## AIM OF THE EXERCISE
Reproduce the rows below from the start through the line containing "x=301, y=241", replacing "Target" with "Label" and leaving everything else unchanged. Omit the pictures from your answer.

## MATERIAL

==*==

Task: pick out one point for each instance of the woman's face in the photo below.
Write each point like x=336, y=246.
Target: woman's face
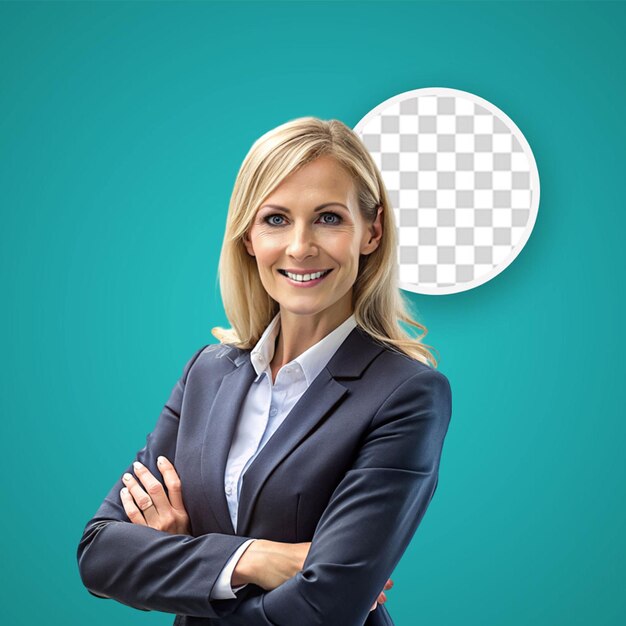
x=311, y=223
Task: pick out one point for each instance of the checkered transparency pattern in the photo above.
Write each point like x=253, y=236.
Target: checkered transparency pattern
x=463, y=183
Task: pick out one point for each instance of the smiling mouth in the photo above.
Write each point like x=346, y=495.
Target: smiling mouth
x=305, y=278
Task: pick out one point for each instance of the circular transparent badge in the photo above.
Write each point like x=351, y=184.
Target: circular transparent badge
x=463, y=183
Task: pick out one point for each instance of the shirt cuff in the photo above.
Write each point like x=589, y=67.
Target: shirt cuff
x=222, y=589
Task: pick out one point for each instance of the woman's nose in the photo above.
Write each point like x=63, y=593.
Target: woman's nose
x=301, y=241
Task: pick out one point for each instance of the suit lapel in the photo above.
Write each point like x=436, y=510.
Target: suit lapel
x=218, y=436
x=323, y=395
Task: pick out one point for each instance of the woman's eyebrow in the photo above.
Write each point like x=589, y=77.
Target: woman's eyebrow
x=319, y=208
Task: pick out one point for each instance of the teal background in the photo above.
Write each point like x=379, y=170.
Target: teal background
x=122, y=127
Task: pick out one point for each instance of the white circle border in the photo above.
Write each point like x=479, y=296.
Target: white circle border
x=534, y=177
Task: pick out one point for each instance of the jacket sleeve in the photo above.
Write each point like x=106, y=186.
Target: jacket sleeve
x=371, y=516
x=140, y=566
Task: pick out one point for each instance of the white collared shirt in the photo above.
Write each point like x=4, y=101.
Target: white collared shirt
x=264, y=409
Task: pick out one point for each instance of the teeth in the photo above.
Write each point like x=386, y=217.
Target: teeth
x=303, y=278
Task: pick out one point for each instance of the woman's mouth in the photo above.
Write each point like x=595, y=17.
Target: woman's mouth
x=305, y=280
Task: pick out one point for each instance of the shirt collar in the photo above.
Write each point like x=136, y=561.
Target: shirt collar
x=312, y=361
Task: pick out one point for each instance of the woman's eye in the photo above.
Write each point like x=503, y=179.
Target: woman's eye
x=275, y=219
x=334, y=215
x=269, y=219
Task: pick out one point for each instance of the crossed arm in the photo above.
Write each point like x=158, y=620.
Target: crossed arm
x=366, y=527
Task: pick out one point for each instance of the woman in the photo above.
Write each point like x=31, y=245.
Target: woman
x=293, y=462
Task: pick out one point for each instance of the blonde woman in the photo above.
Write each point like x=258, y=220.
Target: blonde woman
x=294, y=460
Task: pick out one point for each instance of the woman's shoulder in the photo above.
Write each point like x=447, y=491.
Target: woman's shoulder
x=399, y=366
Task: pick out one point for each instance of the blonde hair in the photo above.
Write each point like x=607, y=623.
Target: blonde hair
x=378, y=303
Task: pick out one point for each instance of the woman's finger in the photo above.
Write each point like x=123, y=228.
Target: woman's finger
x=153, y=487
x=134, y=514
x=142, y=499
x=172, y=482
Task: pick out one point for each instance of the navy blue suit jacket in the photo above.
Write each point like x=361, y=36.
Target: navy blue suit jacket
x=352, y=469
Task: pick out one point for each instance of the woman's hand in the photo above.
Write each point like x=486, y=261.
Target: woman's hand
x=152, y=506
x=382, y=596
x=269, y=564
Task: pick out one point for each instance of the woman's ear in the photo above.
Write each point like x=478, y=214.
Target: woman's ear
x=373, y=233
x=248, y=243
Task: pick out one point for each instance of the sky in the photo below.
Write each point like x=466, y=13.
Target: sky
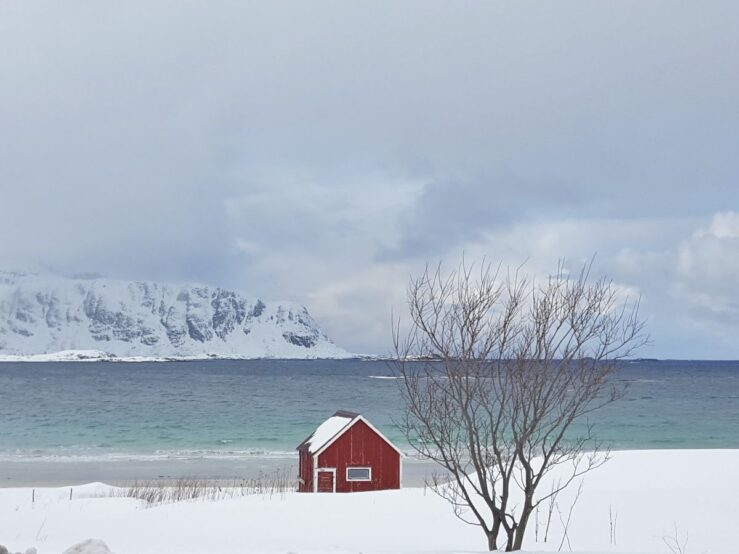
x=323, y=152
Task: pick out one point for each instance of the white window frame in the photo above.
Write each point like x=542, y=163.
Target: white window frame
x=323, y=470
x=369, y=469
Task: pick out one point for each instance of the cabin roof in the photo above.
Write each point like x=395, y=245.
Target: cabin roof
x=328, y=430
x=333, y=427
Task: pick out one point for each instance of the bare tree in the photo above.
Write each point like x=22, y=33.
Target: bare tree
x=494, y=371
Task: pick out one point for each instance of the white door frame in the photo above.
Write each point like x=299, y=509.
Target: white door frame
x=325, y=470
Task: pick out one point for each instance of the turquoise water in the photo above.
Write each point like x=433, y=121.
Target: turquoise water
x=221, y=409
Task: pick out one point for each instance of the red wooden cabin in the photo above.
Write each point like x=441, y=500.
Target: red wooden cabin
x=347, y=454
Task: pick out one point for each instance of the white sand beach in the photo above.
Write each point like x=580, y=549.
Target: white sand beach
x=639, y=500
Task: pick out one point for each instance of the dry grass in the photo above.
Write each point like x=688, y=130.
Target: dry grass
x=189, y=488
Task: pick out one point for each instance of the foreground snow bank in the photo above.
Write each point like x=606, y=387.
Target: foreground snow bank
x=636, y=501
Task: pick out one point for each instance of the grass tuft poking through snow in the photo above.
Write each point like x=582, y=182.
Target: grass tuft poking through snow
x=154, y=493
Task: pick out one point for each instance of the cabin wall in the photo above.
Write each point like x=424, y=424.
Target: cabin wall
x=305, y=471
x=361, y=446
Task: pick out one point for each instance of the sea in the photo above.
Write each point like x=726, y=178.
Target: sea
x=237, y=415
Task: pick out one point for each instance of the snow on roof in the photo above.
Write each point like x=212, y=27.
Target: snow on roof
x=328, y=430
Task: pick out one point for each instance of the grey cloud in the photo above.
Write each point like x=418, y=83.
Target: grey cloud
x=286, y=148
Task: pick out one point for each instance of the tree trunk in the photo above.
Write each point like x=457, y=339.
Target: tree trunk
x=492, y=542
x=521, y=528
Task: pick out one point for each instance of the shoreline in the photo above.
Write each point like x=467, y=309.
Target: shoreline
x=19, y=474
x=631, y=504
x=124, y=472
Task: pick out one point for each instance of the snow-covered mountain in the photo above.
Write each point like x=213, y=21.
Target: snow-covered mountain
x=41, y=314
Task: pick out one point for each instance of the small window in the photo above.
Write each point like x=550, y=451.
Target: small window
x=358, y=474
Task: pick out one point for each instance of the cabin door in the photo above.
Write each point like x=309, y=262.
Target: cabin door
x=326, y=480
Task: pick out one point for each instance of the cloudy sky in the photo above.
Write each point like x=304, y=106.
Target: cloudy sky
x=323, y=151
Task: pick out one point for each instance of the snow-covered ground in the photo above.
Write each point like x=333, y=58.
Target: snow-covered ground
x=640, y=498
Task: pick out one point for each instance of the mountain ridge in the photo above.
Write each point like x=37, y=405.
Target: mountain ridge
x=46, y=313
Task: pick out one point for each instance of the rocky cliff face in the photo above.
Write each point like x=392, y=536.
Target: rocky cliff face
x=42, y=314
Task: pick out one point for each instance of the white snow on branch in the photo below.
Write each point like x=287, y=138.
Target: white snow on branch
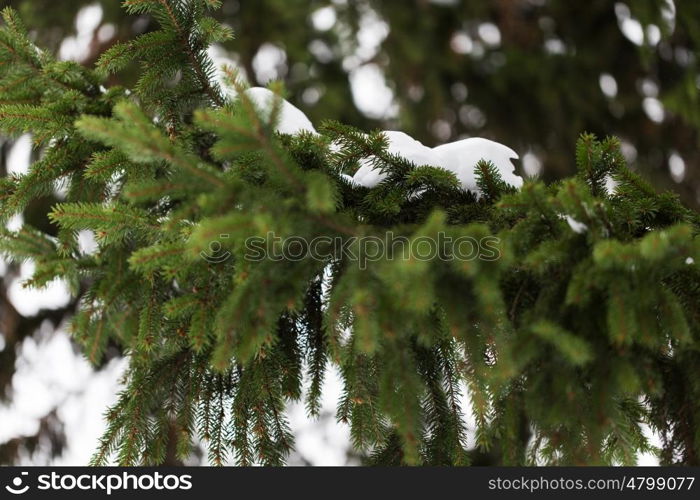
x=459, y=157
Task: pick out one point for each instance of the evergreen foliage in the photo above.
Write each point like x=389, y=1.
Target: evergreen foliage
x=563, y=345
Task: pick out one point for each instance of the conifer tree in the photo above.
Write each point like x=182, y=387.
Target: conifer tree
x=581, y=330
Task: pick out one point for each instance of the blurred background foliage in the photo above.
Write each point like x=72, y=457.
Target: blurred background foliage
x=532, y=74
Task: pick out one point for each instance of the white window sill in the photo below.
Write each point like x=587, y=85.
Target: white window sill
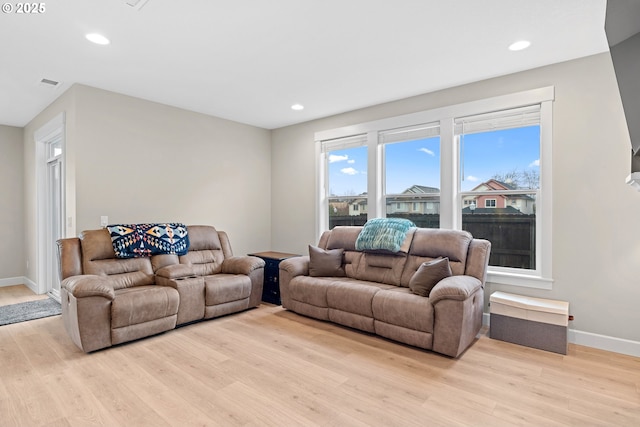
x=523, y=280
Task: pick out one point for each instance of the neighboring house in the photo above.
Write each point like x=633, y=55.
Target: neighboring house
x=516, y=203
x=417, y=199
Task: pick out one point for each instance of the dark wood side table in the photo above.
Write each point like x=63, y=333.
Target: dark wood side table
x=271, y=287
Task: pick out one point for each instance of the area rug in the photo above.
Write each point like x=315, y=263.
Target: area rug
x=31, y=310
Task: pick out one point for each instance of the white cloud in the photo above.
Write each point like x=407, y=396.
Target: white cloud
x=349, y=171
x=334, y=158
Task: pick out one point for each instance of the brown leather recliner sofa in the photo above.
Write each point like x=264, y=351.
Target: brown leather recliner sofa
x=108, y=300
x=372, y=292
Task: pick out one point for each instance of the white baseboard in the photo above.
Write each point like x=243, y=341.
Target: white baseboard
x=21, y=280
x=11, y=281
x=602, y=342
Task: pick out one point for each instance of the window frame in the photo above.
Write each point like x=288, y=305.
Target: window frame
x=451, y=202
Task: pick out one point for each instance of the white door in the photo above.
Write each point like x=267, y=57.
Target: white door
x=54, y=215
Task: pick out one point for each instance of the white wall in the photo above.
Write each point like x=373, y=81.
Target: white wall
x=12, y=264
x=139, y=161
x=596, y=242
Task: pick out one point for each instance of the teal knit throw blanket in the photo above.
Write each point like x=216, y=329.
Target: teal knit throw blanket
x=383, y=234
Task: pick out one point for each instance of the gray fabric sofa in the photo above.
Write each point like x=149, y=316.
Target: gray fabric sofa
x=372, y=292
x=108, y=300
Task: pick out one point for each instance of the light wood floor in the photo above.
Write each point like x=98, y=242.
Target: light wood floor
x=17, y=294
x=271, y=367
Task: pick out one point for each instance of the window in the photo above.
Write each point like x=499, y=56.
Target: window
x=346, y=180
x=483, y=166
x=412, y=172
x=500, y=171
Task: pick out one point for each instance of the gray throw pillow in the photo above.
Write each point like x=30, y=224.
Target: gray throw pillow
x=428, y=275
x=326, y=263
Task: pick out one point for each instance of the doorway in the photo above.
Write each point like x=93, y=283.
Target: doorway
x=50, y=141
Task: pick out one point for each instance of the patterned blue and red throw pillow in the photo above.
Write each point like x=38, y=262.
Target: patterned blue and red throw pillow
x=141, y=240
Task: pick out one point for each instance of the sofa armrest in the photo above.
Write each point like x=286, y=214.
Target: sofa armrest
x=175, y=271
x=457, y=288
x=88, y=285
x=241, y=264
x=458, y=302
x=296, y=266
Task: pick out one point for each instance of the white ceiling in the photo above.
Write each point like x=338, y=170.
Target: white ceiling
x=250, y=60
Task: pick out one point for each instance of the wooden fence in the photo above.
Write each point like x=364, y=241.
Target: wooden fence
x=512, y=237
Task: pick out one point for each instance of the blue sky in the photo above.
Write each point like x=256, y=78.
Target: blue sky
x=418, y=162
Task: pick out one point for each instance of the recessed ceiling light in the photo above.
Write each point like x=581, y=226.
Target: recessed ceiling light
x=97, y=38
x=520, y=45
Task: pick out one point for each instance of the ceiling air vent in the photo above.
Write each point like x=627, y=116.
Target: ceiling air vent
x=136, y=4
x=49, y=83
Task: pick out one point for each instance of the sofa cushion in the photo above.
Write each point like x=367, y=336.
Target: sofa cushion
x=325, y=262
x=310, y=290
x=99, y=258
x=205, y=251
x=353, y=296
x=141, y=304
x=400, y=307
x=428, y=275
x=223, y=288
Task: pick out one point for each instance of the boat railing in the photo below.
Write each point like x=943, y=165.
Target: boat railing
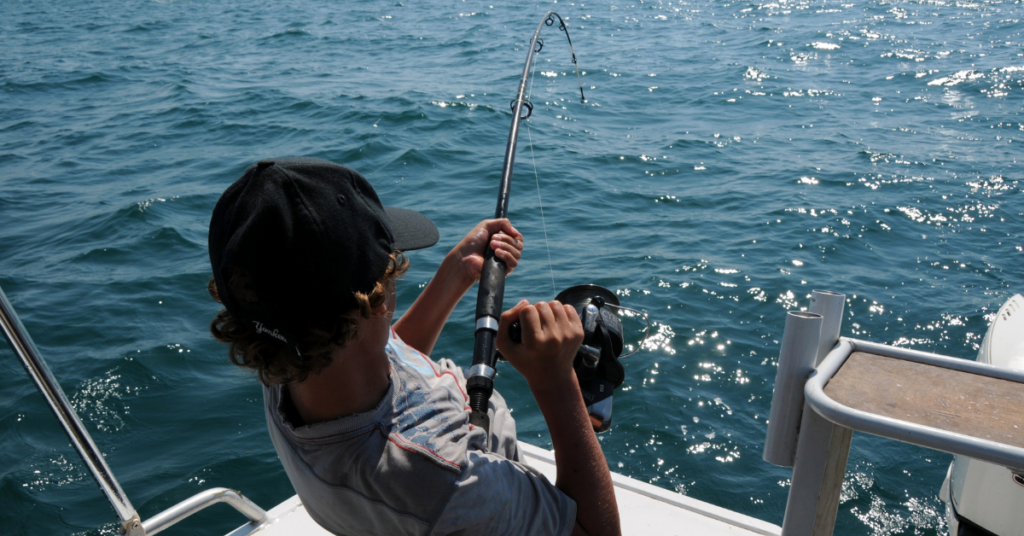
x=131, y=524
x=827, y=386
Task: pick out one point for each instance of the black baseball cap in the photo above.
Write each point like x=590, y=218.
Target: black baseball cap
x=306, y=234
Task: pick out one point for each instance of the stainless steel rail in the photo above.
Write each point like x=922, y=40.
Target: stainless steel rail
x=978, y=448
x=131, y=525
x=200, y=501
x=22, y=343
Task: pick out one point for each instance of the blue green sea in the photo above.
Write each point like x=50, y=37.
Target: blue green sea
x=731, y=156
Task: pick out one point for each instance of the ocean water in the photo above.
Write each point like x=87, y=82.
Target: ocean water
x=731, y=157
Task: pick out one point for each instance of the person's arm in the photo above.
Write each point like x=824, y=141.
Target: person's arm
x=421, y=325
x=551, y=335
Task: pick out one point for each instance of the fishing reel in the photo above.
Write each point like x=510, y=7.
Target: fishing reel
x=596, y=365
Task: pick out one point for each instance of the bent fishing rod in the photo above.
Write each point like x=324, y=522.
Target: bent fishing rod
x=492, y=290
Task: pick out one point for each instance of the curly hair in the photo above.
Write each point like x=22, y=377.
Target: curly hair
x=272, y=363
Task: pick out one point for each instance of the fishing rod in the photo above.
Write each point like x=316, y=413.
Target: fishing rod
x=492, y=291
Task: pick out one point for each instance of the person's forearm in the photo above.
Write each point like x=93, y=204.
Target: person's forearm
x=583, y=471
x=422, y=324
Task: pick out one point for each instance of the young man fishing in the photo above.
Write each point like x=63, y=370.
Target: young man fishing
x=373, y=434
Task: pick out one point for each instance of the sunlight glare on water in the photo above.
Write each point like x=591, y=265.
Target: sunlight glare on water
x=730, y=158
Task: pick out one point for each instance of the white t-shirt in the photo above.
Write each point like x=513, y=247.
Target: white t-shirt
x=414, y=464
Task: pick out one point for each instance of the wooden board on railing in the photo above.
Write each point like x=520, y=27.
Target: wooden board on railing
x=949, y=400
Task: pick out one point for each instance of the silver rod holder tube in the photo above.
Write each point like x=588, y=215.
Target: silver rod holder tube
x=796, y=361
x=22, y=343
x=822, y=448
x=202, y=500
x=829, y=305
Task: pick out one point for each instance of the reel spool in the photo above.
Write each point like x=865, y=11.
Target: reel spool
x=596, y=365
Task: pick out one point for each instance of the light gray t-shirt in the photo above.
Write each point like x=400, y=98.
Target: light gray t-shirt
x=414, y=464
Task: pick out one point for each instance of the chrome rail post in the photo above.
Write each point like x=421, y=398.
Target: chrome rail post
x=22, y=343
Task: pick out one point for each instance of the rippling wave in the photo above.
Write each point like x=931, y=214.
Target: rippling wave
x=731, y=157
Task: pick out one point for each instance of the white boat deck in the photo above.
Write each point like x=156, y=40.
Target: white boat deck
x=644, y=509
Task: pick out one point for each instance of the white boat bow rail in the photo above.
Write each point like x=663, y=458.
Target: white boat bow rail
x=131, y=524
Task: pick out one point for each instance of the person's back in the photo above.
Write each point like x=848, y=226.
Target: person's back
x=374, y=435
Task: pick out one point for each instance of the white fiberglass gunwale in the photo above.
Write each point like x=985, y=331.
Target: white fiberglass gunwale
x=643, y=508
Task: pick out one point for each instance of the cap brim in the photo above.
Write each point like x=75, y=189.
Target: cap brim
x=412, y=230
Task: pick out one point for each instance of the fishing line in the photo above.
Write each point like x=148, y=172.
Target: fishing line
x=491, y=292
x=537, y=177
x=544, y=223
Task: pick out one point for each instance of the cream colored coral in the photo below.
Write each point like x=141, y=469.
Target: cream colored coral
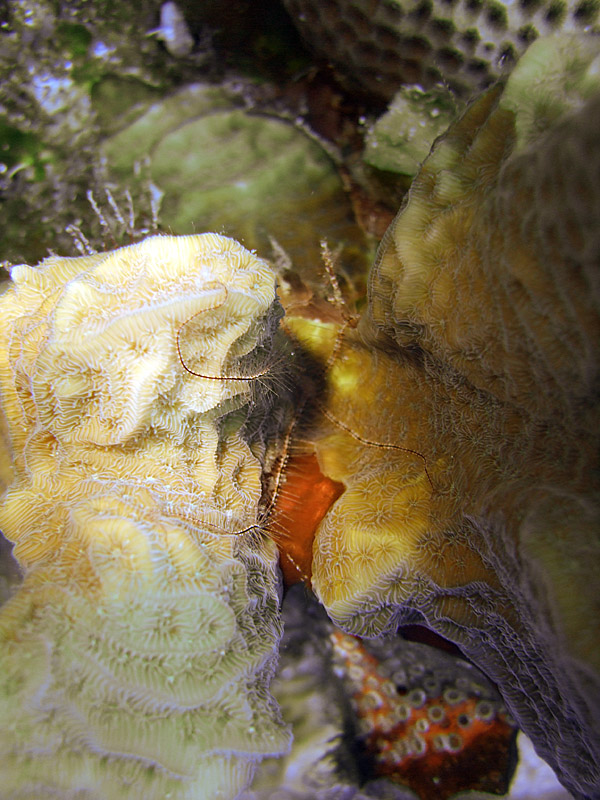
x=136, y=657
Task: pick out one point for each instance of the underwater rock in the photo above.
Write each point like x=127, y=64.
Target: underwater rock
x=463, y=45
x=137, y=654
x=362, y=709
x=258, y=178
x=462, y=414
x=400, y=140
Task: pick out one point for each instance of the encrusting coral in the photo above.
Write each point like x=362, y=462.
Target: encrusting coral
x=137, y=654
x=465, y=45
x=461, y=414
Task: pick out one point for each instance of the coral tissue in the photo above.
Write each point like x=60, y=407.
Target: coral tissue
x=136, y=656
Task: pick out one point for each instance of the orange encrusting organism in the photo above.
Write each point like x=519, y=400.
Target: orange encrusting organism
x=305, y=497
x=437, y=745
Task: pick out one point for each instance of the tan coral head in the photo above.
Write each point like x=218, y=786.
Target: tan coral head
x=136, y=657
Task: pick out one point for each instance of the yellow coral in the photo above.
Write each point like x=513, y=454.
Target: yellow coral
x=462, y=414
x=137, y=654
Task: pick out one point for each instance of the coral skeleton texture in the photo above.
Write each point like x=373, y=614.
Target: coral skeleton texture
x=137, y=654
x=462, y=412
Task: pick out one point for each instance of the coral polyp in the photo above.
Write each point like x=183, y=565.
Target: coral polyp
x=137, y=654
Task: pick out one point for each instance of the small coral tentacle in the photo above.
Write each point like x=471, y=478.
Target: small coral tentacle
x=371, y=443
x=255, y=376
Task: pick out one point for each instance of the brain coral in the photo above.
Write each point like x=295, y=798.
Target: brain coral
x=462, y=414
x=381, y=44
x=137, y=654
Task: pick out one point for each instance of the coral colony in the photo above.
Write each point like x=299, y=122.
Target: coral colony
x=448, y=476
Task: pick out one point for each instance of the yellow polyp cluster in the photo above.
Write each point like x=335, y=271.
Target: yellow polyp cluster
x=462, y=414
x=137, y=654
x=389, y=527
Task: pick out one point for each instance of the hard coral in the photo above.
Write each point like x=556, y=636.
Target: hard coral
x=462, y=414
x=137, y=654
x=466, y=45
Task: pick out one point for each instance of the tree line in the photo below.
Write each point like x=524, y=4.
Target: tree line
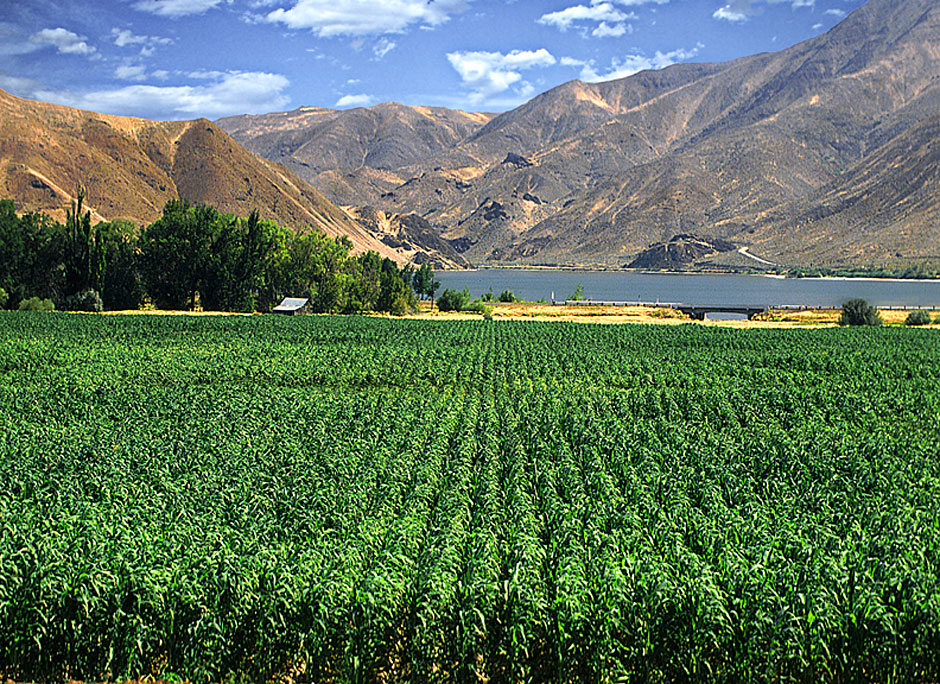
x=193, y=256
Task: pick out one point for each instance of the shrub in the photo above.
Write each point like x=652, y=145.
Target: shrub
x=919, y=317
x=36, y=304
x=859, y=312
x=451, y=300
x=86, y=300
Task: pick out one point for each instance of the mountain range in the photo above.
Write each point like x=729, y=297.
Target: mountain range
x=824, y=153
x=132, y=167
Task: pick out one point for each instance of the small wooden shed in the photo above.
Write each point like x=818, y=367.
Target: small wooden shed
x=291, y=306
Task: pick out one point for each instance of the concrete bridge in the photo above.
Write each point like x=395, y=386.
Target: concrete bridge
x=696, y=312
x=699, y=313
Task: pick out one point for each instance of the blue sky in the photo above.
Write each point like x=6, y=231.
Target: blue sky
x=183, y=59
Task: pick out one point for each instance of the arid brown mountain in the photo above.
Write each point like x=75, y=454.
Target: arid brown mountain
x=132, y=167
x=823, y=153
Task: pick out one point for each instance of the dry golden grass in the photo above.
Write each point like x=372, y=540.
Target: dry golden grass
x=810, y=318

==*==

## FULL RESPONSE
Task: pick out one point for each instance of the woman's face in the photo below.
Write each point like x=336, y=246.
Label: woman's face
x=311, y=223
Task: pick out one point for each instance of the checkered transparency pattern in the photo above.
Write each point like x=253, y=236.
Label: checkered transparency pattern
x=463, y=183
Task: pick out one point for each instance of the smiling mouth in the photo above.
Write each point like x=346, y=495.
Label: smiling mouth
x=305, y=278
Task: pick out one point for each instance of the circular transparent badge in the photo above.
Write each point like x=351, y=184.
Label: circular transparent badge
x=463, y=183
Task: pick out one point for each instance of the shirt cuff in the photo above.
Write each point like x=589, y=67.
Label: shirt cuff
x=222, y=589
Task: pick out one point for each instance of the woman's nose in the photo above.
Write each point like x=63, y=593.
Label: woman's nose
x=301, y=241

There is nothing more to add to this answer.